--- start TEXT EXCERPT ---

8.08.2008

Denvention - Friday

Jeri and I just dragged ourselves back from Denvention.
We got there late because we were a) chatting about writing and b) laughing our butts off reading the comments for Jim Wright's post inviting people to tell him why he's a jerk. Check in went very smoothly and so we went to the second half of a panel about scifi and questioning social norms. It was pretty much your standard scifi panel, with some very cogent discussion on how avant garde scifi is or isn't and how it contributes to the progress of ideas. Then we met up with Tania and went to a nearly 100% comedic panel including writing greats such as Connie Willis (who was adorable, funny, and smart as a whip), Greg Bear, and Jay Lake. The comedy part was the fact that there was no set discussion theme, they answered questions (sometimes wacky questions) from the audience.
After that, we went to a hotel restaurant (way high priced, we could have done better, but were too lazy) and chatted with Tania, her friend Lance, and Janiece and her Smart Man. We had a great time talking, and I had the (overpriced, but good) buffet so I could eat at whatever pace I felt like. We forgot to get photographic evidence -- of the meeting or the food.
In the afternoon, we wandered around the merchandizing area and looked at books, clever Tshirts, and jewelry. I tried on a corset. It wasn't too uncomfortable (though I didn't try to sit down) and was made well with some lovely brocades. Unfortunately, it was also $400. We left just in time to make it to a reading by Elizabeth Moon, except that it had been moved to a different room, far away. By the time we got there, we were late, of course, but were there in time to appreciate her reading an unpublished short story. She then took questions and she talked about her next book (in the Paksenarrion world!) and what the experience was like to write The Speed of Dark. I didn't have any books for her to sign, but I did go up and act like a completely geeky fan, saying "thank you for writing" and "your writing inspires me to do the same." I wish I had been more coherent, but I was a little unnerved, not by meeting her, but by my reaction to meeting her. It was odd.

--- end TEXT EXCERPT ---
--- start EXTRACTED DATA ---

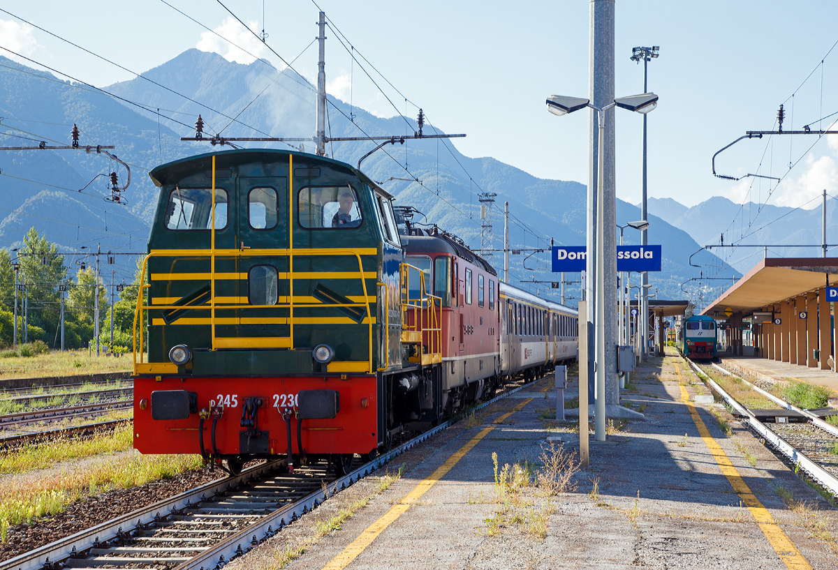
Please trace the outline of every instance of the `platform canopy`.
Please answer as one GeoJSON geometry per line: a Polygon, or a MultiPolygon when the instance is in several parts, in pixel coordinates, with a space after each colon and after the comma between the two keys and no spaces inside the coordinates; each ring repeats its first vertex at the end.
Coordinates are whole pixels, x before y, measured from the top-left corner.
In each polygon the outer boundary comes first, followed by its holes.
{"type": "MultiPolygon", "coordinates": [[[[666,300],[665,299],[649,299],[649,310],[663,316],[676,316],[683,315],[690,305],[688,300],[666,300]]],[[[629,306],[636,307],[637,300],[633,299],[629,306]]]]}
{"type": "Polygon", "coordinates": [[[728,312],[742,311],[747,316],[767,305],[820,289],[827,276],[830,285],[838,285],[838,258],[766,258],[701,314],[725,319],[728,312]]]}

--- end EXTRACTED DATA ---
--- start EXTRACTED DATA ---

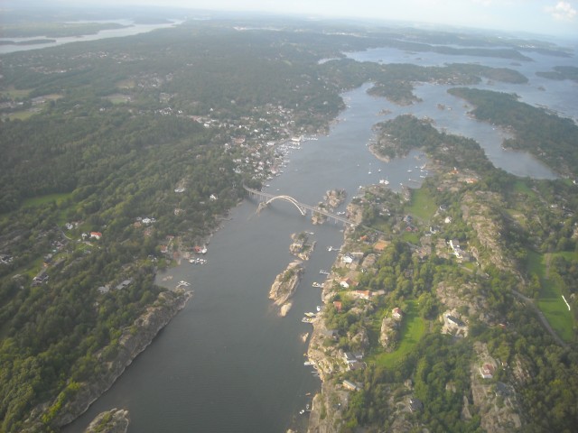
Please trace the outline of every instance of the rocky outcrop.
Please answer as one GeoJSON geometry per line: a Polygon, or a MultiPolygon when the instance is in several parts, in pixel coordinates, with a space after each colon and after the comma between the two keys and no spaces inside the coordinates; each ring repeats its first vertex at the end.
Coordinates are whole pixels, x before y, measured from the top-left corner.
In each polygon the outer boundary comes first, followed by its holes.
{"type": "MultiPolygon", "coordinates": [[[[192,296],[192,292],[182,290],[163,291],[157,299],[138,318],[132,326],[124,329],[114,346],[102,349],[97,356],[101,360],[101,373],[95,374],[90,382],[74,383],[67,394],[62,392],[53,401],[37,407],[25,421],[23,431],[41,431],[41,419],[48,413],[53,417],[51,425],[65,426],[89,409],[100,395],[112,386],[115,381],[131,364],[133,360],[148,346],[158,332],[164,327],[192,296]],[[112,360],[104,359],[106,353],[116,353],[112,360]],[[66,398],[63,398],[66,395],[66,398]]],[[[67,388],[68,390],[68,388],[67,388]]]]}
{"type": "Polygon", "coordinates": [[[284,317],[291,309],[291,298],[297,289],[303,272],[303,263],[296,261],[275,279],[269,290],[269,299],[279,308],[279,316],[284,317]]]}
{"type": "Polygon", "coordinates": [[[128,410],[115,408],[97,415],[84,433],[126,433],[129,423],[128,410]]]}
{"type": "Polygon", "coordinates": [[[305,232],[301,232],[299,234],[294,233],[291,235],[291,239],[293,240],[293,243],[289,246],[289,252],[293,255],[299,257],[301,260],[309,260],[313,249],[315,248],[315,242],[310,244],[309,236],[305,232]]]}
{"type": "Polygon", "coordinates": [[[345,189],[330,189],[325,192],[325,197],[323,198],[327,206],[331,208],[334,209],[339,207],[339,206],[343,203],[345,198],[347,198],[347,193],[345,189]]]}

--- end EXTRACTED DATA ---

*WORK TO COMPLETE:*
(A) In the Denvention post, what was the price of the corset the writer tried on?
(B) Reproduce the passage of the Denvention post starting at "Jeri and I just" and ending at "from the audience.".

*RESPONSES PER TASK:*
(A) $400.

(B)
Jeri and I just dragged ourselves back from Denvention.
We got there late because we were a) chatting about writing and b) laughing our butts off reading the comments for Jim Wright's post inviting people to tell him why he's a jerk. Check in went very smoothly and so we went to the second half of a panel about scifi and questioning social norms. It was pretty much your standard scifi panel, with some very cogent discussion on how avant garde scifi is or isn't and how it contributes to the progress of ideas. Then we met up with Tania and went to a nearly 100% comedic panel including writing greats such as Connie Willis (who was adorable, funny, and smart as a whip), Greg Bear, and Jay Lake. The comedy part was the fact that there was no set discussion theme, they answered questions (sometimes wacky questions) from the audience.